Dataset items
* BEGIN *

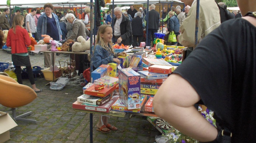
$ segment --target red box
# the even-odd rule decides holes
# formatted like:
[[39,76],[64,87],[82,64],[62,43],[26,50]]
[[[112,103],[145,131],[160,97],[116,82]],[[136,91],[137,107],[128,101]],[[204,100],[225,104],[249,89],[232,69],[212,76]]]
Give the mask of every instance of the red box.
[[116,101],[118,97],[114,97],[107,103],[100,106],[95,107],[93,105],[78,102],[77,101],[74,102],[72,107],[74,109],[84,110],[88,111],[98,112],[100,112],[109,113],[111,110],[111,105]]
[[166,78],[160,79],[148,79],[146,78],[140,78],[141,82],[151,83],[163,83],[165,80]]
[[106,97],[115,90],[117,87],[118,87],[119,84],[115,84],[111,87],[105,87],[104,88],[98,91],[96,91],[94,90],[95,86],[95,84],[93,84],[85,90],[84,90],[85,91],[84,94],[99,97]]
[[174,70],[172,66],[154,65],[149,67],[149,72],[168,74],[172,73]]
[[154,112],[153,108],[153,97],[150,97],[145,104],[145,111]]

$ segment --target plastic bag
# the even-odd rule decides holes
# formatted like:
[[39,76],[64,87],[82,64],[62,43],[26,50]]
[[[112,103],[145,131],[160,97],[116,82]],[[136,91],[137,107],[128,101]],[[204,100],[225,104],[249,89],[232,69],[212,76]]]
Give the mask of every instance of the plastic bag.
[[167,137],[162,136],[162,135],[155,135],[155,141],[156,143],[169,143],[169,141],[168,140],[168,138]]

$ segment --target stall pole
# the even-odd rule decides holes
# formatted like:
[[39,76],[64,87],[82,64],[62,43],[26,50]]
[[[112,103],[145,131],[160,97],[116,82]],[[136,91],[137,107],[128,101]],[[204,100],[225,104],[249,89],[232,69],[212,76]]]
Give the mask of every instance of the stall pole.
[[148,46],[150,46],[150,45],[148,45],[148,35],[149,33],[149,0],[148,0],[148,5],[147,6],[147,14],[146,16],[146,45]]
[[195,16],[195,46],[197,44],[197,35],[198,33],[198,21],[199,20],[199,3],[200,0],[197,1],[197,14]]

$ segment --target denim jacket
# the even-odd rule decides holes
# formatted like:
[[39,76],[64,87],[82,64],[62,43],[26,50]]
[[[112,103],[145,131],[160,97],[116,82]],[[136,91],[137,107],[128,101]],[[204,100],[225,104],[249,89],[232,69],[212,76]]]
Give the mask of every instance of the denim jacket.
[[[111,48],[108,45],[108,48]],[[97,44],[94,47],[94,53],[93,58],[93,70],[95,70],[102,64],[107,64],[110,63],[113,63],[113,58],[117,57],[117,54],[111,54],[110,50],[107,50],[103,48],[100,45]]]
[[172,16],[169,20],[169,29],[168,31],[173,31],[175,33],[179,32],[179,23],[178,18],[174,16]]
[[[61,35],[62,35],[62,33],[61,30],[61,26],[59,26],[59,18],[56,14],[53,13],[52,13],[52,16],[55,19],[55,21],[57,25],[58,30],[59,31],[59,40],[61,40]],[[38,20],[37,21],[37,34],[39,37],[39,40],[42,40],[43,37],[41,36],[41,35],[46,34],[46,32],[47,30],[47,16],[45,13],[44,13],[39,17]]]

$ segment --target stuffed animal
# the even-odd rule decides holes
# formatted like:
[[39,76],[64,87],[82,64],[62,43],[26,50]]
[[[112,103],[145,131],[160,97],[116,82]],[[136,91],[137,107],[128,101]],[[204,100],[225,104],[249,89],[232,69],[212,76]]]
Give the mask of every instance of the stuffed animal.
[[7,35],[8,35],[8,31],[9,31],[7,30],[3,30],[3,32],[4,33],[4,40],[3,41],[4,43],[6,43],[6,40],[7,39]]
[[9,71],[14,71],[15,70],[15,68],[14,68],[14,66],[13,65],[13,63],[12,61],[8,61],[7,63],[9,64],[9,66],[8,67],[8,69],[9,69]]
[[82,36],[80,36],[77,38],[77,41],[78,42],[76,42],[72,45],[72,51],[79,52],[90,50],[90,38],[86,41]]
[[44,42],[45,42],[45,43],[50,43],[49,40],[53,40],[52,38],[50,38],[50,36],[47,35],[41,35],[42,37],[44,37]]

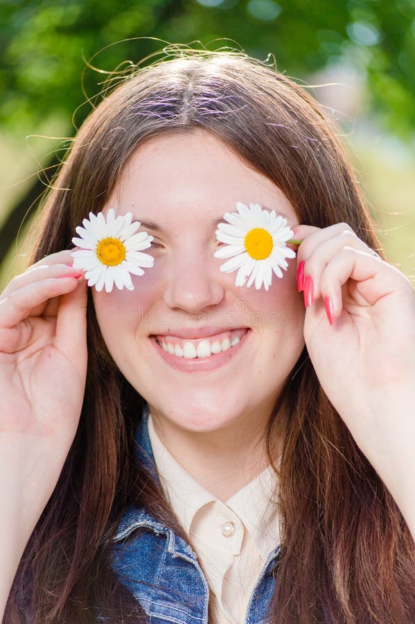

* END *

- Task description
Write out all of the records above line for line, with no changes, and leave the pictures out.

- Solution below
$ segment --target red box
# the even-odd rule decides holes
# formatted like:
[[39,76],[64,87],[82,64],[62,43],[26,50]]
[[[112,103],[145,131],[160,97],[116,82]],[[136,91],[137,107],[128,101]],[[204,100],[225,104],[249,89],[232,69],[212,76]]]
Give the mask of every instance of the red box.
[[116,101],[118,97],[114,97],[107,103],[100,106],[95,107],[93,105],[78,102],[77,101],[74,102],[72,107],[74,109],[84,110],[88,111],[98,112],[100,112],[109,113],[111,110],[111,105]]
[[166,78],[160,79],[148,79],[146,78],[140,78],[141,82],[151,83],[163,83],[165,80]]
[[106,97],[115,90],[117,87],[118,87],[119,84],[115,84],[111,87],[105,87],[104,88],[98,91],[96,91],[94,90],[95,86],[95,84],[93,84],[85,90],[84,90],[85,91],[84,94],[99,97]]
[[174,70],[172,66],[154,65],[149,67],[149,72],[168,74],[172,73]]
[[154,112],[153,108],[153,97],[150,97],[145,104],[145,111]]

$ segment --target plastic bag
# the even-odd rule decides holes
# formatted like:
[[39,76],[64,87],[82,64],[62,43],[26,50]]
[[[112,103],[145,131],[160,97],[116,82]],[[136,91],[137,107],[128,101]],[[204,100],[225,104],[249,89],[232,69],[212,76]]]
Give the mask of every instance of the plastic bag.
[[167,137],[162,136],[162,135],[155,135],[155,141],[156,143],[169,143],[169,141],[168,140],[168,138]]

$ segment --target stall pole
# the even-odd rule decides holes
# formatted like:
[[39,76],[64,87],[82,64],[62,43],[26,50]]
[[[112,103],[145,131],[160,97],[116,82]],[[136,91],[137,107],[128,101]],[[204,100],[225,104],[249,89],[232,69],[212,76]]]
Give the mask of every instance of the stall pole.
[[148,46],[150,46],[150,45],[148,45],[148,35],[149,33],[149,0],[148,0],[148,5],[147,6],[147,14],[146,16],[146,45]]
[[195,16],[195,46],[197,44],[197,35],[198,33],[198,21],[199,20],[199,3],[200,0],[197,1],[197,14]]

$ segment --target denim jacket
# the even-odd rule decides holes
# formatted like:
[[39,76],[64,87],[82,64],[62,43],[26,50]]
[[[112,103],[145,131],[160,97],[116,82]],[[136,91],[137,107],[128,101]],[[204,100],[225,104],[249,89],[232,69],[212,76]]]
Give the mask of every instance of the denim jacket.
[[[111,48],[108,45],[108,48]],[[97,44],[94,47],[94,53],[93,58],[93,70],[95,70],[102,64],[107,64],[110,63],[113,63],[113,58],[117,57],[117,54],[111,54],[110,50],[107,50],[103,48],[100,45]]]
[[172,16],[169,20],[169,29],[168,31],[173,31],[175,33],[179,32],[179,23],[178,18],[174,16]]
[[[61,35],[62,35],[62,33],[61,30],[61,26],[59,26],[59,18],[56,14],[53,13],[52,13],[52,16],[55,19],[55,21],[57,25],[58,30],[59,31],[59,40],[61,40]],[[38,20],[37,21],[37,34],[39,37],[39,40],[42,40],[43,37],[41,36],[41,35],[46,34],[46,32],[47,30],[47,16],[45,13],[44,13],[39,17]]]

$ segment --target stuffed animal
# the even-odd rule decides holes
# formatted like:
[[39,76],[64,87],[82,64],[62,43],[26,50]]
[[[112,103],[145,131],[160,97],[116,82]],[[136,91],[137,107],[128,101]],[[204,100],[225,104],[249,89],[232,69],[212,76]]]
Give the mask of every instance of the stuffed animal.
[[7,35],[8,35],[8,31],[9,31],[7,30],[3,30],[3,32],[4,33],[4,40],[3,41],[4,43],[6,43],[6,40],[7,39]]
[[9,71],[14,71],[15,70],[15,68],[14,68],[14,66],[13,65],[13,63],[12,61],[8,61],[7,63],[9,64],[9,66],[8,67],[8,69],[9,69]]
[[82,36],[80,36],[77,38],[77,41],[78,42],[76,42],[72,45],[72,51],[79,52],[90,50],[90,38],[86,41]]
[[44,42],[45,42],[45,43],[50,43],[49,40],[53,40],[52,38],[50,38],[50,36],[47,35],[41,35],[42,37],[44,37]]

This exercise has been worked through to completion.